Joseph Chaney | April 24th, 2020

n/n’s Managing Editor Arjun Kashyap recently suggested a few topic ideas for the COVID-19 era — from central bank crises to trends in COVID-linked technology – to help companies address the most pressing issues at this uncertain time.

I thought it’d be useful to talk briefly about the other side of the equation – not topics, but publishing motivations – especially the ones you want to avoid.

It goes without saying that one immediate effect of a global pandemic is that it makes almost everything else seem trivial in comparison. Perhaps last November you felt down because that long-promised promotion didn’t materialise. Whereas now, the bitterness has faded and you’re just grateful to have a job, and that your family is healthy.

Well, the same perspective shift is happening among your readers. What was once compelling and eyeball-grabbing content in the pre-COVID-19 world, is now ignored as people turn their attention to more pressing concerns.

● Task requirements:
**a)** Using the post on publishing during COVID-19, restate the passage between "n/n’s Managing Editor" and "want to avoid.", inclusive, swapping "topic ideas" for "content suggestions".
**b)** For each statement, say whether it agrees with the post on publishing during COVID-19, and quote the words that decide it.
(i) Arjun Kashyap is n/n's Managing Editor.
(ii) The writer intends to discuss further topic ideas.
(iii) Content that drew attention before COVID-19 is now ignored.
**c)** Answer from the post on publishing during COVID-19:
(i) On what date is the post dated?
(ii) Which two examples show the range of topic ideas Kashyap suggested?
(iii) According to the post, what is one immediate effect of a global pandemic?

● Data excerpt:
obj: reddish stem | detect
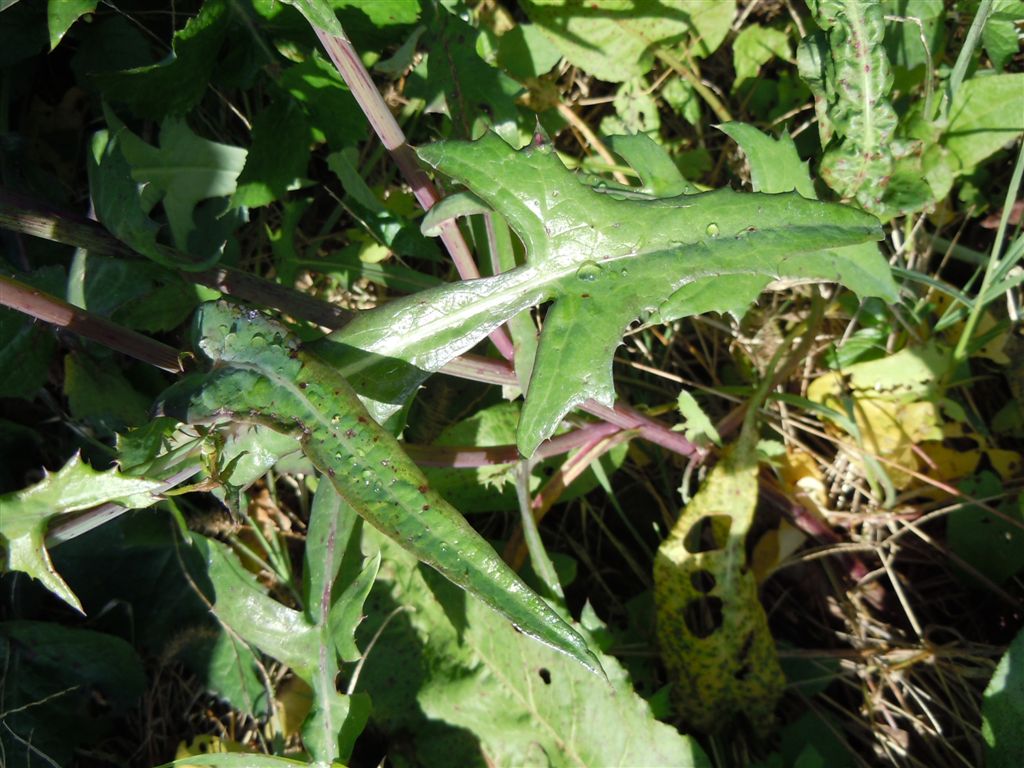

● Answer list:
**a)**
n/n’s Managing Editor Arjun Kashyap recently suggested a few content suggestions for the COVID-19 era — from central bank crises to trends in COVID-linked technology – to help companies address the most pressing issues at this uncertain time.

I thought it’d be useful to talk briefly about the other side of the equation – not topics, but publishing motivations – especially the ones you want to avoid.

**b)**
(i) Yes: "n/n’s Managing Editor Arjun Kashyap"
(ii) No: "not topics, but publishing motivations"
(iii) Yes: "What was once compelling and eyeball-grabbing content in the pre-COVID-19 world, is now ignored"

**c)**
(i) April 24th, 2020
(ii) Central bank crises and trends in COVID-linked technology
(iii) It makes almost everything else seem trivial in comparison.